- [Trecho do documento]:
Lei de Gerson
Tal como ontem, a mania brasileira de querer levar vantagem continua vivíssima
A primeira eleição que Mário Covas disputou deu o que falar não só no campo jurídico mas, sobretudo, na área política: foi a de prefeito de Santos, por volta de 1960, quando foi derrotado pelo também engenheiro Luíz La Scalla Júnior. O desfecho da eleição foi parar na esfera da justiça, após um grave acidente de carro em que o candidato vencedor acabou morrendo, antes de tomar posse na Prefeitura.
A equipe de Covas entendia que, com a morte do prefeito eleito, quem deveria tomar posse na Prefeitura era o segundo colocado na eleição, o próprio Mário Covas.
Para defender essa causa perdida, Fausto Gomes, cunhado de Covas e um grande estrategista político na Baixada Santista, contratou um advogado que começava a brilhar na lides jurídicas, Saulo Ramos, que mais tarde viria a ser Ministro da Justiça no governo do presidente José Sarney.
A derrota não tirou o gosto de Covas pela política e, em 1962, ele veio a se eleger deputado federal para o exercício do primeiro mandato, pelo antigo PTN -Partido Trabalhista Nacional.
Covas foi deputado federal, senador e governador, mas alimentava outros dois sonhos: ser presidente da República, mas viu sua oportunidade ser traída em 1998 pelo "golpe" da reeleição de Fernando Henrique Cardoso; seu segundo desejo era ainda ser prefeito da cidade em que nasceu, Santos. Não teve tempo para tanto.
O que aconteceu há mais de 50 anos, em Santos, serve para discussão agora, uma vez que o PSDB tenta cassar o mandato da presidente Dilma Rousseff, aproveitando denúncias de que o PT teria usado dinheiro ilegal na campanha de 2014.
Além de apostar no impeachment da presidente, os tucanos tentam convencer os ministros do TSE a impedir a posse do vice Michel Temer, que também teria sido beneficiado pelo uso de doações de campanhas sujas.

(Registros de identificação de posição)
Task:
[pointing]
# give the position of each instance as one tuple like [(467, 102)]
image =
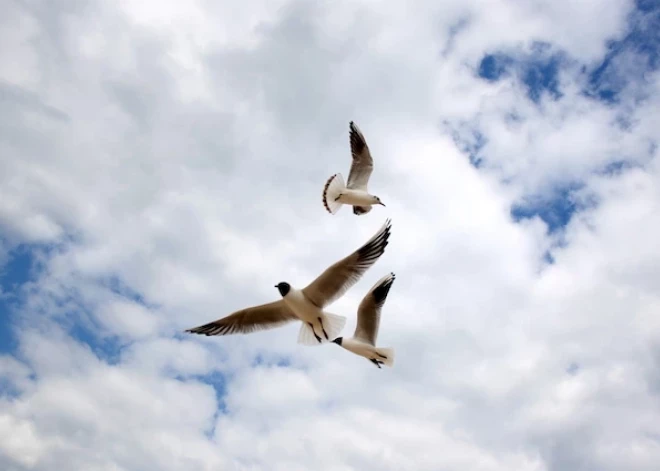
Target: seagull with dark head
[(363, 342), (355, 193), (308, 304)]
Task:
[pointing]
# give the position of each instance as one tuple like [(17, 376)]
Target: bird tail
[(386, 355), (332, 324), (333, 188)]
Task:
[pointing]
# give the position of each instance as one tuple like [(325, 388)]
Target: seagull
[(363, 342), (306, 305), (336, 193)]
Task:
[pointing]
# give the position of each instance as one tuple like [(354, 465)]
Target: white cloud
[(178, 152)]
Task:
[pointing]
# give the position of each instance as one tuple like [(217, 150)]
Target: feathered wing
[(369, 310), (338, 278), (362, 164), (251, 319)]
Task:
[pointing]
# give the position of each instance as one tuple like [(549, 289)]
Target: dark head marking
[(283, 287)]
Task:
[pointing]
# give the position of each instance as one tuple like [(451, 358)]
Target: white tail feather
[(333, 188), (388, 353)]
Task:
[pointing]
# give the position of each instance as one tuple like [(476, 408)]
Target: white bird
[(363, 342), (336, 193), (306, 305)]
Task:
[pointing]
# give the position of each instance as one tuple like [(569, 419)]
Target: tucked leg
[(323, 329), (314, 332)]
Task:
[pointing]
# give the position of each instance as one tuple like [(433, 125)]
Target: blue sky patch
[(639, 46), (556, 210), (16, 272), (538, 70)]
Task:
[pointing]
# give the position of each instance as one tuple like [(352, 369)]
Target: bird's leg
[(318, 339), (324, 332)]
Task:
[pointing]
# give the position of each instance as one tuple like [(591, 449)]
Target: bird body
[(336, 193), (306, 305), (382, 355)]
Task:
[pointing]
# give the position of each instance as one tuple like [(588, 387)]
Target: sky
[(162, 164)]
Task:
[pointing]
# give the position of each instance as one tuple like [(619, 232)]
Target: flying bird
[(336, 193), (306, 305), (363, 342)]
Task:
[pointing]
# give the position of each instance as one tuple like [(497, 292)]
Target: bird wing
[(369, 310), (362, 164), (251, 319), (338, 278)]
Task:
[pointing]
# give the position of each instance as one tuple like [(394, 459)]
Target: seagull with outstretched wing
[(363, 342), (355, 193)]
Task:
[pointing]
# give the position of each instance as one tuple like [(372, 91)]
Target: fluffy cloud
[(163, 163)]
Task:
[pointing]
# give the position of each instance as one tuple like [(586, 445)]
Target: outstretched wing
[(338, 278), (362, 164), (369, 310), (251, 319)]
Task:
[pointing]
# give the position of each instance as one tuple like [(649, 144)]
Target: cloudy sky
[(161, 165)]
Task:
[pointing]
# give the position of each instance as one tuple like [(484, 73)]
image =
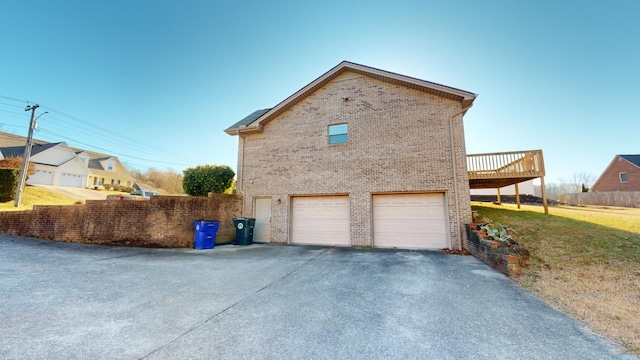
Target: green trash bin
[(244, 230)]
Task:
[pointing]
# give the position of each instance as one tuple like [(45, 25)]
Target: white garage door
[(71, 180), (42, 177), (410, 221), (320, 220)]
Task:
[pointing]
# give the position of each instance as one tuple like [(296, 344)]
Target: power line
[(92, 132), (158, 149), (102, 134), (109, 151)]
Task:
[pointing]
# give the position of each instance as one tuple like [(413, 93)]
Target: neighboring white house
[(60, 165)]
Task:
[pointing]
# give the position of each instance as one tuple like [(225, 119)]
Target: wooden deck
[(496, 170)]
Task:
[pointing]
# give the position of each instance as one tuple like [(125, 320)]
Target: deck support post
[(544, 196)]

- [Lista de tarefas]:
1/ Some 141 a cada número das coordenadas nas respostas e reescreva os registros, com as solicitações, desde o início até a linha que contém "[(336, 193), (306, 305), (382, 355)]", inclusive, deixando as imagens de fora.
2/ Escreva a continuação do texto sobre Mário Covas e a eleição de Santos a partir do ponto em que ele termina.
O texto e os registros não têm nenhuma relação entre si.

- [Conjunto de respostas]:
1/
Task:
[pointing]
# give the position of each instance as one tuple like [(467, 102)]
image =
Target: seagull with dark head
[(504, 483), (496, 334), (449, 445)]
Task:
[pointing]
# give the position of each instance as one tuple like [(17, 376)]
Target: bird tail
[(527, 496), (473, 465), (474, 329)]
Task:
[pointing]
# give the position of each instance as one tuple like [(325, 388)]
Target: seagull
[(504, 483), (447, 446), (477, 334)]
Task:
[pointing]
# give the position of each instance as one tuple like [(354, 465)]
Target: white cloud
[(319, 293)]
Task:
[pointing]
# give the position of each instance as one tuple like [(217, 150)]
Target: feathered wing
[(510, 451), (479, 419), (503, 305), (392, 460)]
Task:
[pointing]
# give the position of each instance as one tuple like [(549, 289)]
Target: dark head marking
[(424, 428)]
Task:
[pointing]
# give the position of each instance as one tuple like [(451, 358)]
Target: white tail feather
[(474, 329), (529, 494)]
Task:
[pointing]
# give the position of each instance as one tuple like [(476, 408)]
Target: white bird
[(504, 483), (477, 334), (447, 446)]
Task:
[pointing]
# give the position of each instance as one tuple like [(569, 419)]
Target: tucked leg
[(464, 470), (455, 473)]
Task:
[pointing]
# give the position of each instance as one tuple like [(433, 125)]
Target: blue sky patch
[(780, 187), (697, 351), (157, 413), (679, 211)]
Task:
[pointing]
# give the position of each instance as one tuple like [(352, 369)]
Target: bird's leg
[(459, 480), (465, 473)]
Task:
[pointing]
# give the position of each instance as one tuple like [(591, 449)]
Target: bird body
[(477, 334), (447, 446), (523, 496)]

2/
Caso Dilma seja cassada e Temer impedido de assumir o posto, o PSDB vai brigar para que o senador Aécio Neves assuma a presidência, com o argumento de que foi o segundo colocado na eleição.Existe jurisprudência no episódio?
Ocorre que é conhecido um caso semelhante no Brasil, registrado no Maranhão: o governador eleito não pôde tomar posse por uma decisão da justiça eleitoral e quem acabou assumindo o governo maranhense foi a candidata segunda colocada na eleição, Roseana Sarney. Também nesse caso, formou-se jurisprudência? Os dois episódios se enquadram perfeitamente na Lei de Gerson.
Com a intempestiva decisão do presidente da Câmara, Eduardo Campos, de romper com o governo, o destino do mandato da presidente Dilma continua incerto.
Campos esperava ser acompanhado na decisão de retaliar Dilma pelo seu partido, o PMDB, mas isso não aconteceu: Michel Temer, por exemplo, reuniu a mulher Marcela e o filho Michelzinho e foi para Nova York desanuviar a cabeça e Eduardo Campos ficou isolado na jogada previamente preparada.
Campos tomou essa iniciativa por ter sido acusado na Operação Lava-Jato de ter recebido 5 milhões de dólares de propina no escândalo da Petrobrás e, para desviar a atenção do público, acusou o governo de estar por traz da acusação do procurador Rodrigo Janot.
Seus companheiros de partido entenderam que Campos deseja pautar para votação os 11 projetos que pedem o impeachmente da presidente e criar mais duas CPIs por uma questão de vingança. Campos, por enquanto, ficou sòzinho.
Após a grande repercussão da iniciativa do presidente da Câmara, a situação no PSDB ainda não se alterou: os tucanos atendem à liderança de Aécio Neves e só devem votar favoravelmente ao afastamento de Dilma se também Michel Temer for impedido de substituí-la no cargo.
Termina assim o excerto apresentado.